◆ **WHAT THIS TASK INVOLVES**: Convert the records below, starting at the line that contains "Mark a point on each instance of the person" and ending at the line that contains "[(283, 105)]", into a Markdown table with columns Row and Line. Number each row and leave out any blank lines.

◆ **RECORDS SHOWN**:
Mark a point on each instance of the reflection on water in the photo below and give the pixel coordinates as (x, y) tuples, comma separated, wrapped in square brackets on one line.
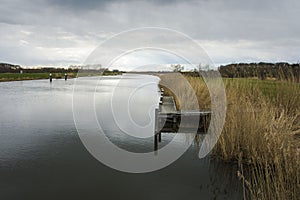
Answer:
[(42, 157)]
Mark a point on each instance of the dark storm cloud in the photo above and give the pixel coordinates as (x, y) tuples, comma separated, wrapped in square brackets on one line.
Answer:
[(230, 30)]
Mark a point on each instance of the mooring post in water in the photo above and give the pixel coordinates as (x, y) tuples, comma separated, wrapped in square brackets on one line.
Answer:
[(156, 130)]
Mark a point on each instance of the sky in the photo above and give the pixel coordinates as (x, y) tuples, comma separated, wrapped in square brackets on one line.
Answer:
[(62, 33)]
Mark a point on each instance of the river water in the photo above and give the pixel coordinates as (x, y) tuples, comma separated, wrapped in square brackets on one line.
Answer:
[(42, 156)]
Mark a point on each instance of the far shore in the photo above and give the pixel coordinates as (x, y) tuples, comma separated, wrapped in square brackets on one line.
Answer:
[(7, 77)]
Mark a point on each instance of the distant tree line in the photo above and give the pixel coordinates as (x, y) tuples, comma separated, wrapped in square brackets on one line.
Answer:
[(279, 71), (91, 69), (10, 68)]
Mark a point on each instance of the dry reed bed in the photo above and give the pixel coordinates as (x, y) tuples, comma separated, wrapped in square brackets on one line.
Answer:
[(261, 133)]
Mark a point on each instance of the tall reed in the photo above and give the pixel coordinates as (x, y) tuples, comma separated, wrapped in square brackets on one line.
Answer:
[(261, 134)]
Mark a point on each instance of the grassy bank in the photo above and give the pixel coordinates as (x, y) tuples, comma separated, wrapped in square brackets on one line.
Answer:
[(261, 134), (36, 76), (31, 76)]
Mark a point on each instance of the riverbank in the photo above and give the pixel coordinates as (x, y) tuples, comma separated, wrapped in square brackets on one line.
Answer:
[(5, 77), (261, 133)]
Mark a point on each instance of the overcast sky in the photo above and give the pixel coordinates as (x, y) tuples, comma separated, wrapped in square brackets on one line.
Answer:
[(60, 33)]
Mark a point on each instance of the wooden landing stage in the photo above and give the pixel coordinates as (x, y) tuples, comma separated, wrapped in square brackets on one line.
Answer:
[(169, 120)]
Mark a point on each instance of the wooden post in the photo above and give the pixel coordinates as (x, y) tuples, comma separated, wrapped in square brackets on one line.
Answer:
[(159, 136), (156, 130)]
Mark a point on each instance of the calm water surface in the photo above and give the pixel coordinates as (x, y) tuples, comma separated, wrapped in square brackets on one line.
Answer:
[(42, 157)]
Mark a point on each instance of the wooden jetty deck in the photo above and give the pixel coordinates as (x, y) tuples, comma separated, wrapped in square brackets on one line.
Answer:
[(168, 119)]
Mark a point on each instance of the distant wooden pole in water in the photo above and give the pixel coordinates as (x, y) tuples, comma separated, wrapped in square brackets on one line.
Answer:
[(156, 131)]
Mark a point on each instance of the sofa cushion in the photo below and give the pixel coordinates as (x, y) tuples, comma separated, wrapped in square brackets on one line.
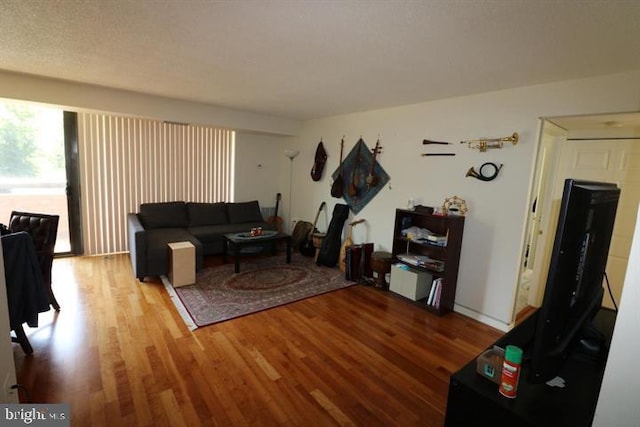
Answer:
[(163, 215), (207, 214), (244, 212)]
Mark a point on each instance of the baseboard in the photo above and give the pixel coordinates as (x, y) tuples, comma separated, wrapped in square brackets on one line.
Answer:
[(489, 321)]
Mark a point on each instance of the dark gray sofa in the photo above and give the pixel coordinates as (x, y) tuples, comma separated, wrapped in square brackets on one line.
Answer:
[(203, 224)]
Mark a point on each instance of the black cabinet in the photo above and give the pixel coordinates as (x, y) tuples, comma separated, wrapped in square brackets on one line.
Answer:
[(474, 401), (438, 255)]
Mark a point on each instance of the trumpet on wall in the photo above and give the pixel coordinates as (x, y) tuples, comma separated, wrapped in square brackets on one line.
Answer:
[(483, 144)]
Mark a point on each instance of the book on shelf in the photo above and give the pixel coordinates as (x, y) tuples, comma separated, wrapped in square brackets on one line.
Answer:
[(434, 293), (422, 261)]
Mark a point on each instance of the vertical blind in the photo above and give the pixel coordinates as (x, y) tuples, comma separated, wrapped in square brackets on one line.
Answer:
[(127, 161)]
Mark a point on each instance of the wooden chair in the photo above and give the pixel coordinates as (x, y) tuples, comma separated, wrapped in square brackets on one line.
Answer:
[(43, 230)]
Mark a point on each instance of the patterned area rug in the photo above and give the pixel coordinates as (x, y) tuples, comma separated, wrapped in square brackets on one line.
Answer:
[(219, 294)]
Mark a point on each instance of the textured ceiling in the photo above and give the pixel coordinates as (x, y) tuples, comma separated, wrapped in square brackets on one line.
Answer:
[(309, 59)]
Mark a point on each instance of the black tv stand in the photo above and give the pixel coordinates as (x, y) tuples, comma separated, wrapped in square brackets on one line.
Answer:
[(474, 400)]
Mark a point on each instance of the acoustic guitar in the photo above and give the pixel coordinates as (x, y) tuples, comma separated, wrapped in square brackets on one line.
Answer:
[(337, 189), (275, 219), (347, 242), (372, 179), (353, 185), (307, 248)]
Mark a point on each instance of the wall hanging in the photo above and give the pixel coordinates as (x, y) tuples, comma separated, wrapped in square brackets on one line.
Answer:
[(483, 144), (337, 188), (362, 174), (318, 162), (481, 172)]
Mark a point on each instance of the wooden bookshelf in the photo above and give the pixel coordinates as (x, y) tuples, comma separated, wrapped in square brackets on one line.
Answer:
[(452, 227)]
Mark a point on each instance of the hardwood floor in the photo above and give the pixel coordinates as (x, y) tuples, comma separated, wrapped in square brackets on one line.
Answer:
[(119, 354)]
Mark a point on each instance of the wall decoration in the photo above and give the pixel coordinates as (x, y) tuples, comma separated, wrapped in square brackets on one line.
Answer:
[(318, 162), (454, 206), (483, 144), (480, 174), (359, 165)]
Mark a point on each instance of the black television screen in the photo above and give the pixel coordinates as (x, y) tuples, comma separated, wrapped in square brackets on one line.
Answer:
[(574, 292)]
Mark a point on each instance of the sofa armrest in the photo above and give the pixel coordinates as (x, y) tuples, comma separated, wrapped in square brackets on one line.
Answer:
[(137, 246)]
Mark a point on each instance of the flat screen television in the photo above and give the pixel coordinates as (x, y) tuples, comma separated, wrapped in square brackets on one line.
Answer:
[(574, 291)]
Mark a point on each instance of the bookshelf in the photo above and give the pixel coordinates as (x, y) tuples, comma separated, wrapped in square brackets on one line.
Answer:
[(437, 252)]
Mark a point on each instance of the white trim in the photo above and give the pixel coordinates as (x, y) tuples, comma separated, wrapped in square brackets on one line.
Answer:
[(490, 321)]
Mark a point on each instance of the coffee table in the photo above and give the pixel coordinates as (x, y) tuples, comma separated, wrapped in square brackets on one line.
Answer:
[(244, 243)]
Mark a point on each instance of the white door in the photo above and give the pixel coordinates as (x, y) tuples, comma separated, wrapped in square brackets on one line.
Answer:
[(616, 161)]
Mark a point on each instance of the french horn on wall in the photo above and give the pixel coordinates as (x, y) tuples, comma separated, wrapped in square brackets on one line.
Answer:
[(483, 144), (481, 175)]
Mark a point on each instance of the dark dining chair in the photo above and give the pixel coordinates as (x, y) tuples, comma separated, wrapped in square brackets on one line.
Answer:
[(26, 290), (43, 229)]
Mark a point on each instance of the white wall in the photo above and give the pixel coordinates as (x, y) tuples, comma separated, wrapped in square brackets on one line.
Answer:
[(75, 96), (618, 402), (495, 225), (259, 170)]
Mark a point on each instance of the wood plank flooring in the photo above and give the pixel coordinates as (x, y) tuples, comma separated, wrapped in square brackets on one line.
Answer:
[(120, 355)]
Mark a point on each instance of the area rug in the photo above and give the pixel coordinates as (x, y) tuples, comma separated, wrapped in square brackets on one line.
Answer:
[(266, 282)]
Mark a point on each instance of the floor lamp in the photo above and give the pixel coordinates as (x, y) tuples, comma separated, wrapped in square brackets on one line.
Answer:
[(291, 154)]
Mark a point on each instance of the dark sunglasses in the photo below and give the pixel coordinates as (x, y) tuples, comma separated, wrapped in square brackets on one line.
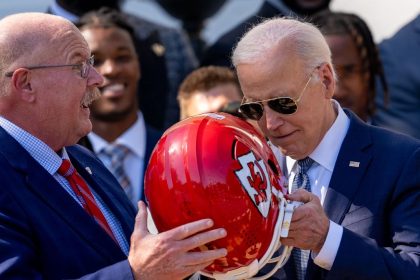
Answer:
[(282, 105)]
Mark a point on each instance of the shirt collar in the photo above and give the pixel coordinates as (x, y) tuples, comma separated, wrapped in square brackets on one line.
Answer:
[(40, 151), (326, 153), (133, 138)]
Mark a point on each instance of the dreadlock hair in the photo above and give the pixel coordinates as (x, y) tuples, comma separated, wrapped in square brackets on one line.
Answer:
[(338, 23), (105, 17)]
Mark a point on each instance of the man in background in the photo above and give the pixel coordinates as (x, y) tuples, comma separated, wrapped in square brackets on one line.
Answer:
[(220, 52), (166, 58), (400, 56), (120, 137), (209, 89)]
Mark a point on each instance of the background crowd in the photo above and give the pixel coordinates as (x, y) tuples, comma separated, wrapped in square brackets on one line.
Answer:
[(153, 76)]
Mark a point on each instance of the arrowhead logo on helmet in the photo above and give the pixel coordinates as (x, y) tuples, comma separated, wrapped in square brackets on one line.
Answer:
[(253, 176), (218, 166)]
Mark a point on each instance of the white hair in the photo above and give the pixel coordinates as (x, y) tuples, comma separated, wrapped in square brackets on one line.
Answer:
[(304, 38)]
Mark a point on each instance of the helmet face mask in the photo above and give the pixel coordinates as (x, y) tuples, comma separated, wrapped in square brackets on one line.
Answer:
[(218, 166)]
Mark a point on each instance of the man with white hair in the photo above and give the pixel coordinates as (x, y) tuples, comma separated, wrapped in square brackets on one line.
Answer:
[(62, 214), (359, 184)]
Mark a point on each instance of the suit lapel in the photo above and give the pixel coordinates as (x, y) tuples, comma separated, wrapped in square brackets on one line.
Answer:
[(114, 198), (352, 163), (52, 194)]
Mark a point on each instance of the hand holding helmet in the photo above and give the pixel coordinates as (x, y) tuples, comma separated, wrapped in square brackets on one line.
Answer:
[(218, 166)]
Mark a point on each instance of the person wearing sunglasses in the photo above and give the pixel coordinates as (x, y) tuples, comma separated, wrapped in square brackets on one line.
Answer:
[(63, 215), (359, 184)]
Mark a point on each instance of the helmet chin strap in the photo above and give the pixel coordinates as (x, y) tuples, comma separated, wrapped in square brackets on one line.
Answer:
[(281, 230)]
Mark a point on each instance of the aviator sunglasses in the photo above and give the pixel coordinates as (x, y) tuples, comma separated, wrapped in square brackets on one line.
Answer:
[(283, 105)]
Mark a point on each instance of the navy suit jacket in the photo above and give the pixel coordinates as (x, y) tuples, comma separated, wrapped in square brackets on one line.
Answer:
[(401, 59), (377, 203), (152, 137), (44, 233)]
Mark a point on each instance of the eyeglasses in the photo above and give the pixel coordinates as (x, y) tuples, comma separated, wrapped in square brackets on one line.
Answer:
[(282, 105), (84, 67)]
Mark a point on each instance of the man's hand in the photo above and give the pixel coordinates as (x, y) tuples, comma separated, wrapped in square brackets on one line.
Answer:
[(166, 255), (309, 226)]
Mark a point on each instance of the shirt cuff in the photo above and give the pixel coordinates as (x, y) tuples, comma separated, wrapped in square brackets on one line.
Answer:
[(326, 256)]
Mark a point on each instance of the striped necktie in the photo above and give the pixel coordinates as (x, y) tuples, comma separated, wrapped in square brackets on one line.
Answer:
[(301, 180), (84, 195)]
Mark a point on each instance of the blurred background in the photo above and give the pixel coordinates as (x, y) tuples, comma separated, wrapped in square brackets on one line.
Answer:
[(384, 17)]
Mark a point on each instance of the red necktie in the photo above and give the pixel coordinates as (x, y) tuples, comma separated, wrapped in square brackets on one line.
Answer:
[(84, 194)]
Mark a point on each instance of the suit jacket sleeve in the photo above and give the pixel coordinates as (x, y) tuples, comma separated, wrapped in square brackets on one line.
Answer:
[(360, 257)]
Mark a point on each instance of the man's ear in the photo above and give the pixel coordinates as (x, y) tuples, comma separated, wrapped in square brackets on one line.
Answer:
[(21, 83), (327, 79)]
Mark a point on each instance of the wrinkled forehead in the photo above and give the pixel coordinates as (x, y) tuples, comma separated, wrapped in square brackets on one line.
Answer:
[(68, 43)]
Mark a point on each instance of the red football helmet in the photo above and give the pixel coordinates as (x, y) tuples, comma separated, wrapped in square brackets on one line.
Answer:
[(218, 166)]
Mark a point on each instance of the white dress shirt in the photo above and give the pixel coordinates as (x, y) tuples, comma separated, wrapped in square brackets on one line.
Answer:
[(51, 162), (134, 139), (324, 156)]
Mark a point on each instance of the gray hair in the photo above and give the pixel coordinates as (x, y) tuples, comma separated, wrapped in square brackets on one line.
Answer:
[(23, 35), (305, 39)]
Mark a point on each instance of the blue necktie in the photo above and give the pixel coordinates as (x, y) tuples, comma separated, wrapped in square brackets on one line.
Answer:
[(301, 180)]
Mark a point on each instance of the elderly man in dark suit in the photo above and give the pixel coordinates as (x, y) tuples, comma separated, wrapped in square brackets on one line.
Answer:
[(62, 214), (359, 184), (121, 137)]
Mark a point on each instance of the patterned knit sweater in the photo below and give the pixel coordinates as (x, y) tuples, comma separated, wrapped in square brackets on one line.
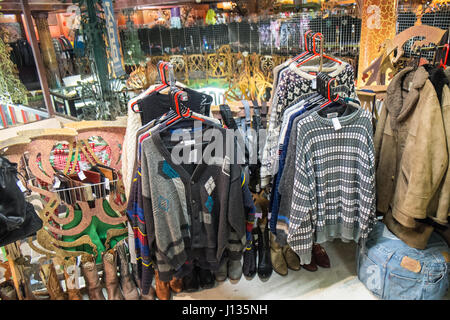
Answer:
[(334, 182)]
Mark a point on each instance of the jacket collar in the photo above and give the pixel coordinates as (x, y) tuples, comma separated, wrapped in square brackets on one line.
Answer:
[(398, 105)]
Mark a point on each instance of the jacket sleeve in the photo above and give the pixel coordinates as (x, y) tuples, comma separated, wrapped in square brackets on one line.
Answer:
[(443, 210), (423, 165)]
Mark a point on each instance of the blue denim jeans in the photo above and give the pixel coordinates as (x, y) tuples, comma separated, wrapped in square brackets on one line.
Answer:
[(379, 267)]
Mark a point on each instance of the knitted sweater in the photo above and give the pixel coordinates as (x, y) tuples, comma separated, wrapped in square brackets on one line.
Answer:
[(193, 216), (334, 182)]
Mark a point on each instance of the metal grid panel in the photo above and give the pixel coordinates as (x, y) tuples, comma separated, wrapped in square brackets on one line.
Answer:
[(267, 35), (408, 15)]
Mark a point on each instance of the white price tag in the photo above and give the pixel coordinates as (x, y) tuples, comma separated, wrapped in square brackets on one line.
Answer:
[(57, 183), (189, 142), (336, 124), (21, 186), (81, 175), (193, 156)]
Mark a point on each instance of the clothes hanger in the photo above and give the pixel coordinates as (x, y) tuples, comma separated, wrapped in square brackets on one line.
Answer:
[(160, 67)]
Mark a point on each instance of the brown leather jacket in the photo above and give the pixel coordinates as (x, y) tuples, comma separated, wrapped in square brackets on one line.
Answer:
[(412, 156)]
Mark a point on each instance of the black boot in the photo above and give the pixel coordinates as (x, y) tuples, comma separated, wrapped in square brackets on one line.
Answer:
[(249, 265), (190, 281), (264, 262), (205, 278)]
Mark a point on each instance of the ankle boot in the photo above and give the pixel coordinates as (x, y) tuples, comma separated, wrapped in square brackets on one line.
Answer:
[(90, 274), (292, 259), (222, 273), (71, 275), (176, 285), (50, 278), (264, 262), (162, 288), (249, 264), (110, 275), (150, 296), (127, 284), (320, 256), (279, 263)]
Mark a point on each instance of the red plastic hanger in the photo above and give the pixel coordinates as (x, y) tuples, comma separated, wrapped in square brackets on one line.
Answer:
[(161, 66)]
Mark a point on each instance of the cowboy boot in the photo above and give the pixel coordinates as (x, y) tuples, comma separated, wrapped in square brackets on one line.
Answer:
[(292, 259), (127, 284), (264, 258), (110, 275), (150, 296), (50, 279), (279, 263), (71, 274), (176, 284), (90, 274)]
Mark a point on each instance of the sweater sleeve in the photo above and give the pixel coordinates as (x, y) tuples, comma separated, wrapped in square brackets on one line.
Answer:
[(303, 206), (147, 214)]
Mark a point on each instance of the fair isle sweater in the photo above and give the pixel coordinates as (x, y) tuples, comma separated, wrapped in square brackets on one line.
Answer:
[(198, 216), (334, 182)]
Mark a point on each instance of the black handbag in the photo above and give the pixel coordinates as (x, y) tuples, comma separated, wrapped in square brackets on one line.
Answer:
[(18, 219)]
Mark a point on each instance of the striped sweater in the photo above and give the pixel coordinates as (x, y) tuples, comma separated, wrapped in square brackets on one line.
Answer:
[(334, 182)]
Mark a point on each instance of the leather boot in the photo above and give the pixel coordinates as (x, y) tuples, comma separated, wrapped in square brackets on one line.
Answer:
[(320, 256), (279, 263), (110, 275), (264, 262), (176, 285), (127, 284), (90, 274), (71, 275), (249, 264), (8, 291), (292, 259), (50, 278), (151, 294), (162, 288), (222, 273)]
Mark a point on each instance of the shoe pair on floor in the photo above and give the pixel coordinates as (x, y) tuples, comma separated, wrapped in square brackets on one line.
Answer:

◆ **TASK RESULT**:
| Row | Line |
|---|---|
| 1 | Mark a point on each instance of the person wearing sunglasses in the photo above and give the pixel coordinates as (x, y) tuples, comma separated, wrapped in square brackets on one line. |
| 2 | Answer: |
| 3 | [(63, 215), (359, 184)] |
| 4 | Mark a point on each instance of the helmet chin strap in the photo above and give the pixel coordinates as (x, y) tuples, comma separated, wrapped in square brackets on one line. |
| 5 | Answer: |
| 6 | [(281, 230)] |
| 7 | Mark a point on each instance of the aviator sunglasses in the photo above and give the pixel coordinates as (x, y) tuples, comma separated, wrapped in square brackets on one line. |
| 8 | Answer: |
| 9 | [(283, 105)] |